Questions

A spaceship traveling at 0.540*c* toward the Earth launches a landing craft. The landing craft travels in the same direction with a speed of 0.880*c* relative to the mother ship. As measured on the Earth, the spaceship is 0.280 ly from the Earth when the landing craft is launched.

(a) What speed do the Earth-based observers measure for the approaching landing craft?

(b) What is the distance to the Earth at the moment of the landing craft's launch as measured by the mother ship?

(c) What travel time is required for the landing craft to reach the Earth as measured by the mother ship?

(d*) What travel time is required for the landing craft to reach the Earth as measured by Earth-based observers?

(e*) What travel time is required for the landing craft to reach the Earth as measured by those on the landing craft?

Answers

For relativity problems, the first step is to set up coordinate systems and clearly define all the velocities and the reference frames the velocity is relative to.

(a) In this part, set the earth being the rest frame (O frame), the mother ship as O' frame. Then v=0.540c and the landing craft relative to the mother ship is u'=0.880c. To find the landing craft's velocity relative to the earth, we can use the Lorentz transformation on velocity: $$u=\frac{u'+v}{1+vu'/c^2}$$

(b) From the mother ship's point of view, the earth is moving toward's mother ship at v=-0.540c, therefore, we have $$\Delta {x'}=\frac{\Delta x}{\gamma}$$

Here ||\Delta x|| is the length measured in the earth frame.

#### Dataset excerpt
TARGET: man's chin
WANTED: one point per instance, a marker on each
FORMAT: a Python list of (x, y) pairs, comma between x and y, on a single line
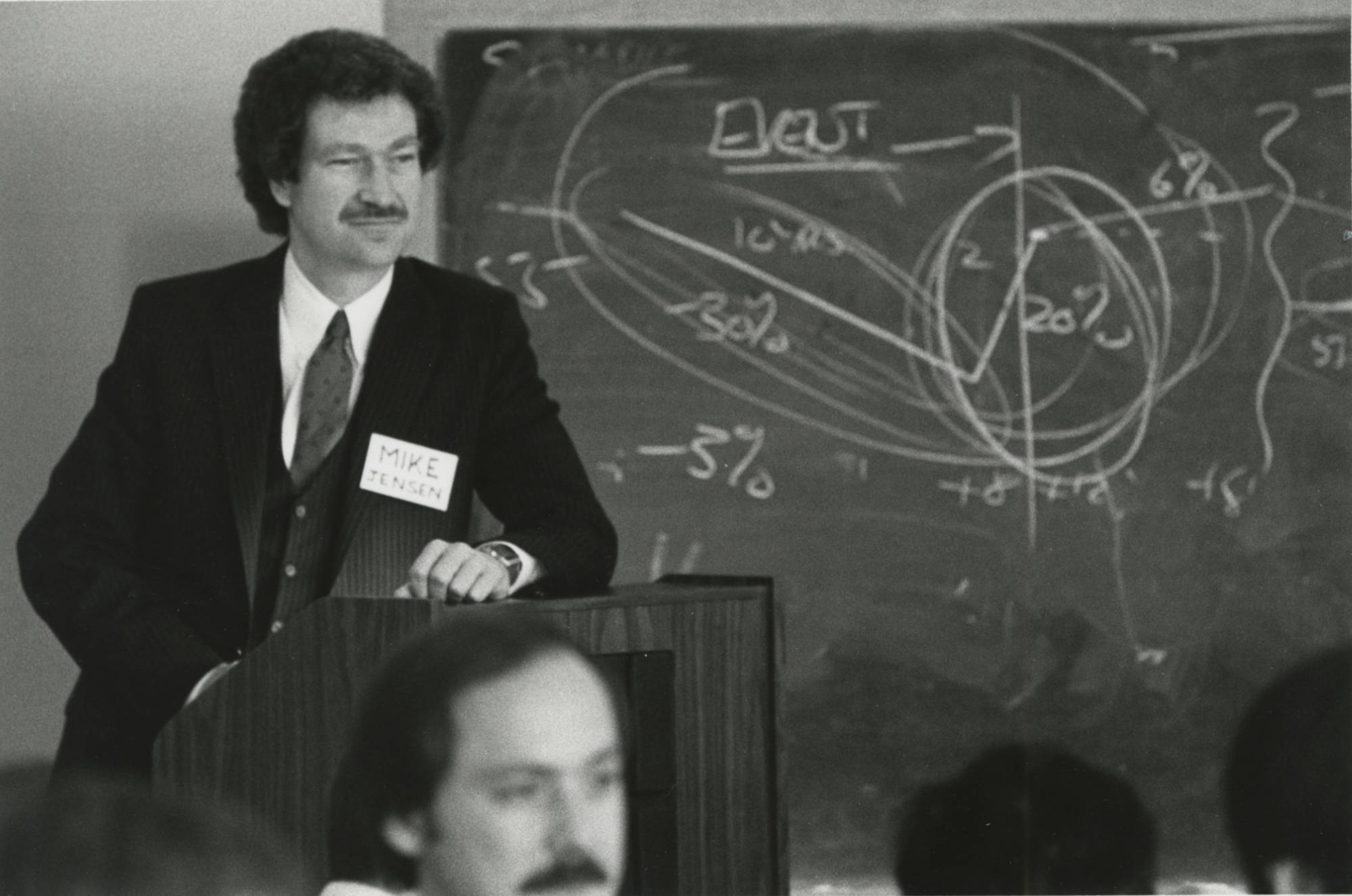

#### The task
Retype the passage from the spaceship and landing craft problem, starting with "(d*) What travel" and going on through "is relative to.". The material after the text is not needed.

#### Result
(d*) What travel time is required for the landing craft to reach the Earth as measured by Earth-based observers?

(e*) What travel time is required for the landing craft to reach the Earth as measured by those on the landing craft?

Answers

For relativity problems, the first step is to set up coordinate systems and clearly define all the velocities and the reference frames the velocity is relative to.